Directions
Output all of the records exactly as written.

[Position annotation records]
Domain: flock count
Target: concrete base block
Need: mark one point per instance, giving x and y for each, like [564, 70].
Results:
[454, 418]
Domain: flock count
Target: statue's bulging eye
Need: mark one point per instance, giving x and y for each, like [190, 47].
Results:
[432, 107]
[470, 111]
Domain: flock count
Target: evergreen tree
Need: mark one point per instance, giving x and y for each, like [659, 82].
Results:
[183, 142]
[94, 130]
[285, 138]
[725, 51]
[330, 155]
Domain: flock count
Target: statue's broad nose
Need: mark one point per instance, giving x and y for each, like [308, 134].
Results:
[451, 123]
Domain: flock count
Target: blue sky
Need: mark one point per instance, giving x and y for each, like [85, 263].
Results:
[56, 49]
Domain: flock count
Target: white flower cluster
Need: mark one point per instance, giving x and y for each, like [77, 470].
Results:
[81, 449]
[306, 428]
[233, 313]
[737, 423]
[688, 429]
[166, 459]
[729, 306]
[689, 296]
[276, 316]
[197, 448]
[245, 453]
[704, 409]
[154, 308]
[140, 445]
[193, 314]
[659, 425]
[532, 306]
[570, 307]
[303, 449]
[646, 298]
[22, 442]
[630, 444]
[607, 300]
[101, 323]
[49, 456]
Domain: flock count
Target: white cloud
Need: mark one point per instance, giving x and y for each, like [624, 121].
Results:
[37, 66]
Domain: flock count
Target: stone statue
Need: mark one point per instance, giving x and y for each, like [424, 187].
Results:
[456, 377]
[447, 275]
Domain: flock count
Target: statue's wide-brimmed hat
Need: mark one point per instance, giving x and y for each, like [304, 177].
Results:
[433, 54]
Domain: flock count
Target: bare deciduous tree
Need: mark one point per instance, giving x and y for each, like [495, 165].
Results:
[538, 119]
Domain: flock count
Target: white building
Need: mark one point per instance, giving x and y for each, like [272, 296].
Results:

Full response
Domain: flock count
Target: concrete base block
Need: mark one point per instance, giving x and y for each, like [564, 70].
Results:
[454, 418]
Domain: flock count
Target: statue's bulging eye
Need: mark one point per instance, giving x and y for each, like [190, 47].
Results:
[432, 107]
[470, 111]
Domain: flock count
Target: evergreen tree
Need: mark one point per instance, giving x and y for each, like [659, 82].
Results:
[183, 142]
[94, 130]
[285, 138]
[725, 51]
[330, 155]
Domain: flock count
Target: statue's broad nose
Need: mark one point per instance, giving x and y for each, like [308, 134].
Results:
[451, 123]
Domain: flock count
Target: blue sky
Need: mark one point per instance, giving x and y for each, like [85, 263].
Results:
[56, 49]
Domain: flock count
Target: white flower cluster
Need: mark one point per instance, giving x and y for each, like [77, 470].
Results:
[81, 449]
[306, 428]
[233, 313]
[737, 423]
[688, 429]
[166, 459]
[729, 306]
[689, 296]
[276, 316]
[197, 448]
[245, 453]
[704, 409]
[154, 308]
[140, 445]
[193, 314]
[659, 425]
[532, 306]
[570, 307]
[303, 449]
[646, 298]
[22, 442]
[630, 444]
[607, 300]
[101, 323]
[49, 456]
Domain: flock count
Target: white cloud
Need: mark one point per instance, giving x and y for each, like [624, 121].
Results:
[37, 66]
Domain: flock count
Target: stone statue
Need: mark one point per instance, giving x and y for each, like [424, 187].
Results:
[456, 377]
[447, 275]
Domain: flock count
Target: statue's wide-brimmed hat
Need: mark one point per instance, giving x and y for each, like [304, 177].
Results:
[433, 54]
Domain: flock count
Target: bare deciduous tree
Need: mark one point per instance, giving x and y for each, like [495, 165].
Results:
[538, 119]
Domain: flock count
Target: white building
Need: mark one point per instance, giving x and y for each, like [272, 296].
Results:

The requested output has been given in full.